[WHAT NEEDS TO BE DONE]:
Pick out every line in the rows below that contains the word "barrette", matching its case exactly, and copy each such line.

* begin RECORD EXTRACTS *

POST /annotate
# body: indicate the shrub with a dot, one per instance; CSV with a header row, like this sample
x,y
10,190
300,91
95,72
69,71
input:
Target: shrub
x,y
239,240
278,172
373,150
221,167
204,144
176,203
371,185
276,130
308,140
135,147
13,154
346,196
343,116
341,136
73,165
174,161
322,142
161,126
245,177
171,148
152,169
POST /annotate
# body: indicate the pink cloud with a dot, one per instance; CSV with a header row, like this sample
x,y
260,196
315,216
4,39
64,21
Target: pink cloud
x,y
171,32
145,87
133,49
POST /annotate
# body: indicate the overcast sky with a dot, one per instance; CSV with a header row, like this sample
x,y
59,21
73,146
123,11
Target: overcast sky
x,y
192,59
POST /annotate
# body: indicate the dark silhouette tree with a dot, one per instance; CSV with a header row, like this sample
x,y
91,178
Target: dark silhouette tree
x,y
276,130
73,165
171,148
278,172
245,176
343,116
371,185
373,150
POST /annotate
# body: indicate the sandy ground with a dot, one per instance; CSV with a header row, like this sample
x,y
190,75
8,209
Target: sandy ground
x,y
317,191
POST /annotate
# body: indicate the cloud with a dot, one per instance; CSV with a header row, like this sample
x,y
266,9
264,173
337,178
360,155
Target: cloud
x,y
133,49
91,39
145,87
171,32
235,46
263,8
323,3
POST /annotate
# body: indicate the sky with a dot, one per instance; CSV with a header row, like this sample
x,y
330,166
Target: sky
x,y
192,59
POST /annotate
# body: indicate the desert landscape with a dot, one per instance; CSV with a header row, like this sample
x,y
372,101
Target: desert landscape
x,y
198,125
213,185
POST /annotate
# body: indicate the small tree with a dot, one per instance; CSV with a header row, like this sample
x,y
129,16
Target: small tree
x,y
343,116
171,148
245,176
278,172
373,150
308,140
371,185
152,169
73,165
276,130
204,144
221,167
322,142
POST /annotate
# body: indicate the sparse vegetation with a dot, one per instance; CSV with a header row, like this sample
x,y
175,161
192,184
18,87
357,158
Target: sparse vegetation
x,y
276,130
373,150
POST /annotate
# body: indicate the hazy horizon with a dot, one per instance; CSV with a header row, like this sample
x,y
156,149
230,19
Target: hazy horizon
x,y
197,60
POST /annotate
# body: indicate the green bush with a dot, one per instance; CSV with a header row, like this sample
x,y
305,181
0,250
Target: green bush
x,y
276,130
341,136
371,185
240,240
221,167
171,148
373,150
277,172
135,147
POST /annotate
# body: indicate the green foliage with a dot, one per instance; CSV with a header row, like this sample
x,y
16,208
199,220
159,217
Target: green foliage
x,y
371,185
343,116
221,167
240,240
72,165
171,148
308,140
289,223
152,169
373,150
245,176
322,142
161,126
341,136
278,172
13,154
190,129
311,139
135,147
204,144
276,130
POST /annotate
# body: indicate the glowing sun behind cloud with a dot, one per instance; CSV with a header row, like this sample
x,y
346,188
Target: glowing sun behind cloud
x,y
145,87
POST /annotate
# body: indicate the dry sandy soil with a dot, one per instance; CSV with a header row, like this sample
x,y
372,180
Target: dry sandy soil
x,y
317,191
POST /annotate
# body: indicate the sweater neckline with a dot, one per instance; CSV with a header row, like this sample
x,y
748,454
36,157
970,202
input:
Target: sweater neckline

* end RECORD EXTRACTS *
* begin RECORD EXTRACTS *

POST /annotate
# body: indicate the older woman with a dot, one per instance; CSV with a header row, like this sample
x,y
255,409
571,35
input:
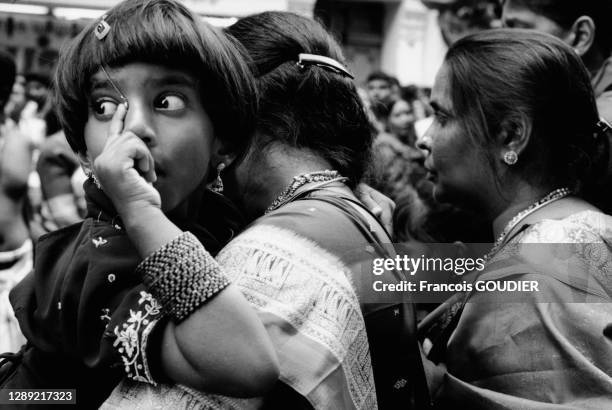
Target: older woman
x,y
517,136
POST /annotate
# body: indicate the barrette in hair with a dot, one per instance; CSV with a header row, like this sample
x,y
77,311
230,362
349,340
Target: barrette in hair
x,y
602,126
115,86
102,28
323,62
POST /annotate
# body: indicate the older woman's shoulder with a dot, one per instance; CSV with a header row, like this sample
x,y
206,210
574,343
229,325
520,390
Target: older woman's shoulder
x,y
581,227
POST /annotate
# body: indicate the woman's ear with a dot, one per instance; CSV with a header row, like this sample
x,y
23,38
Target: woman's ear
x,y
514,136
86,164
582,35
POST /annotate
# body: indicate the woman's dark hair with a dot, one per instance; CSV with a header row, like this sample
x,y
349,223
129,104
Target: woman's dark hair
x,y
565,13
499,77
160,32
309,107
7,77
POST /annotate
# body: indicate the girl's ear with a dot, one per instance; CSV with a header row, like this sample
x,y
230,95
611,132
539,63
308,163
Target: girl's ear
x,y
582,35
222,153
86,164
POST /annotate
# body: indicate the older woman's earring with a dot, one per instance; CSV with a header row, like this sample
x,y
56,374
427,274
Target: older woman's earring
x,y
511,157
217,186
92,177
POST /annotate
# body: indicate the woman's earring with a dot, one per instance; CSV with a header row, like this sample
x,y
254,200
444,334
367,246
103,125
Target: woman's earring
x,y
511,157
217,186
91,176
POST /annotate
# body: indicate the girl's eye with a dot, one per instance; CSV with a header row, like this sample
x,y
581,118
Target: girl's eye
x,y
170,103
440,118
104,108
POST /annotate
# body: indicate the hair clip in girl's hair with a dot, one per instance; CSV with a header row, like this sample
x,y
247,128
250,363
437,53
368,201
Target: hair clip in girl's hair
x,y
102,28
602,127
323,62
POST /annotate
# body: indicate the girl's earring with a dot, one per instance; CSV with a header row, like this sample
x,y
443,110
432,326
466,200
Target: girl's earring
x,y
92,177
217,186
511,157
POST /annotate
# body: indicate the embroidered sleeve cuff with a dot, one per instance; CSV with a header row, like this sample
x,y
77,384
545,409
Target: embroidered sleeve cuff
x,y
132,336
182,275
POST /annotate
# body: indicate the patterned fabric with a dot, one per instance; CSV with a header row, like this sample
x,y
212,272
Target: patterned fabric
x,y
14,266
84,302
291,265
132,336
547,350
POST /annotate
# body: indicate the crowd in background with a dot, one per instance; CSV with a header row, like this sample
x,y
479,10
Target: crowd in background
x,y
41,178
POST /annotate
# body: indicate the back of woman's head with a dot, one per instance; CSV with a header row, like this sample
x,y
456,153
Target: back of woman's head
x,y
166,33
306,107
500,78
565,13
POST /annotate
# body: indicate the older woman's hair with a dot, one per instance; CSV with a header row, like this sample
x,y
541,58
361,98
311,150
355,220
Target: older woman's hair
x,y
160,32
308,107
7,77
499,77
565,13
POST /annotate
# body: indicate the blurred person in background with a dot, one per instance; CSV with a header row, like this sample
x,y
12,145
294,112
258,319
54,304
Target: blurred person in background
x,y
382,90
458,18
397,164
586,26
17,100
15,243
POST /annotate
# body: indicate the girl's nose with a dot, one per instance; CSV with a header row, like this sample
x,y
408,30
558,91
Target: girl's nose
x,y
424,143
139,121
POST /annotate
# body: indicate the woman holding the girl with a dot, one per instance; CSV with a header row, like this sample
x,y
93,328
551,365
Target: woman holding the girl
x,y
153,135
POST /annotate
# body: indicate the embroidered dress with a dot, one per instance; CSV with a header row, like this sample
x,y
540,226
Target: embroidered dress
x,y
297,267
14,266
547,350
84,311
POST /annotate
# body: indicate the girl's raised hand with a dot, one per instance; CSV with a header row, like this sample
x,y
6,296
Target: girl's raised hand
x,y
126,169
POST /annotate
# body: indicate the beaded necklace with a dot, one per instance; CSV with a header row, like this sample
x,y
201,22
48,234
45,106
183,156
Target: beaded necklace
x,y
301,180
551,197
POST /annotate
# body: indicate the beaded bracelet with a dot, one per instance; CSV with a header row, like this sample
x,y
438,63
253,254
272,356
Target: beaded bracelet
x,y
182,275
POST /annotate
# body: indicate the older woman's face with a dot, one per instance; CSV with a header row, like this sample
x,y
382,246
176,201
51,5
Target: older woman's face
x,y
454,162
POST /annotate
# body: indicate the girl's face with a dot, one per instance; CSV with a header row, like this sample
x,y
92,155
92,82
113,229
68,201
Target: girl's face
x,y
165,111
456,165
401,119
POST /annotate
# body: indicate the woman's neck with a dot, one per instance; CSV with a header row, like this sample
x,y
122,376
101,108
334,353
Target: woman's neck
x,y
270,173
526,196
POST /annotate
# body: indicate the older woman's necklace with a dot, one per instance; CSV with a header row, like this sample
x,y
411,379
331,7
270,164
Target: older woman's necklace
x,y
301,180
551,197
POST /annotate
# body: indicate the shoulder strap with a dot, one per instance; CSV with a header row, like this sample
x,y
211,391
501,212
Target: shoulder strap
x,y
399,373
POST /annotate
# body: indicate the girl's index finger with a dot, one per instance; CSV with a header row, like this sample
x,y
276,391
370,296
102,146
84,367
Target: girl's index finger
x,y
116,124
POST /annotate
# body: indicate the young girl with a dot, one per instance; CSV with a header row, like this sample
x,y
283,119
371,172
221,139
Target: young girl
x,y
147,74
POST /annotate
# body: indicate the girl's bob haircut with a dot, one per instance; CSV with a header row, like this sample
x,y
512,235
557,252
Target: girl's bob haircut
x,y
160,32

* end RECORD EXTRACTS *
* begin RECORD EXTRACTS *

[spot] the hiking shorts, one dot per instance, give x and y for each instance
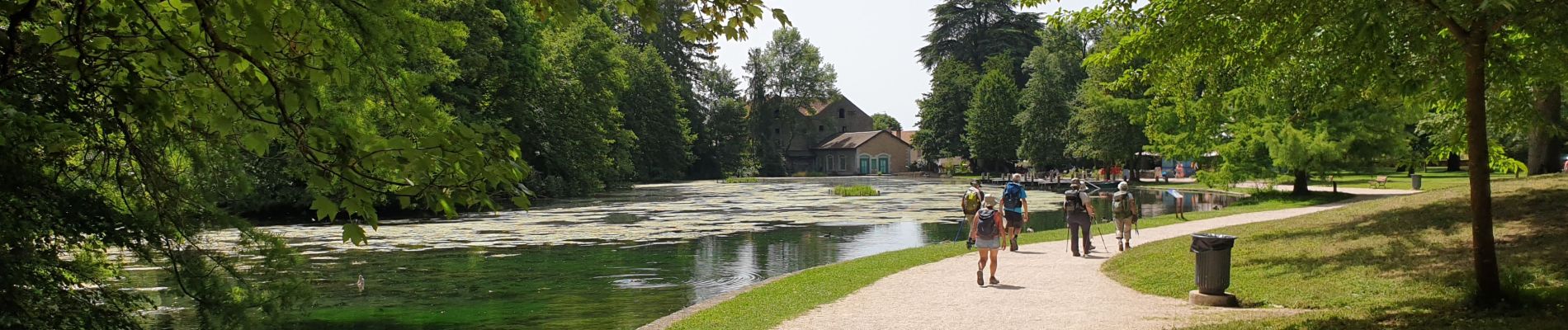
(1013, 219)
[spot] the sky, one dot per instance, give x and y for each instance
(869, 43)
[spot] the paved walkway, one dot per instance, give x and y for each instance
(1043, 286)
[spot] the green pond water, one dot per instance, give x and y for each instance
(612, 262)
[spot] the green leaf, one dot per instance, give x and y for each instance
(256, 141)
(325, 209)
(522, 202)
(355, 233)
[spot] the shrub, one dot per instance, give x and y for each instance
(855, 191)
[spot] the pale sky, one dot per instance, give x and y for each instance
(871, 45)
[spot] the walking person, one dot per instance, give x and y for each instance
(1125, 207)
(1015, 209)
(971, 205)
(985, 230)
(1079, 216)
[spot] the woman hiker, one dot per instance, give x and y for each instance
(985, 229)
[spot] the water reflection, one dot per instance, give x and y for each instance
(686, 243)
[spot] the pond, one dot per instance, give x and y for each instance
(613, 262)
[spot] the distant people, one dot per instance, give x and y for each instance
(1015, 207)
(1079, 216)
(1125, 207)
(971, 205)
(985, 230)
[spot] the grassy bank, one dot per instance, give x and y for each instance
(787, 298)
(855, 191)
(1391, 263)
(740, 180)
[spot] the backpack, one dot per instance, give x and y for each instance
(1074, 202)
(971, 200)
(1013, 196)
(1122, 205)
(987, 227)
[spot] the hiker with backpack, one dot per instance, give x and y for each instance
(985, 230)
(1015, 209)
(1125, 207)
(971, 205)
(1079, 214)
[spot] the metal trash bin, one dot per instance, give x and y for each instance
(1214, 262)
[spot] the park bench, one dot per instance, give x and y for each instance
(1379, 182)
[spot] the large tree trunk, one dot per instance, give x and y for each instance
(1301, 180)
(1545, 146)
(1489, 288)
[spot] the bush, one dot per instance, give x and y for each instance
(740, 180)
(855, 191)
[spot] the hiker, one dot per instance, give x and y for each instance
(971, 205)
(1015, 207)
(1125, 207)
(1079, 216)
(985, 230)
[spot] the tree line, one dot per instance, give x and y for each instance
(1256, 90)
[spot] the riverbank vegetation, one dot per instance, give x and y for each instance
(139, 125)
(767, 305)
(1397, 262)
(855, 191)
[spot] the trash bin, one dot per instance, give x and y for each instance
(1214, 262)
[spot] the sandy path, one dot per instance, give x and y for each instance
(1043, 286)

* end RECORD EXTRACTS *

[RESPONSE]:
# body: indicate the barrette in hair with a dot, one per instance; CSV with a header row, like this sample
Target: barrette in hair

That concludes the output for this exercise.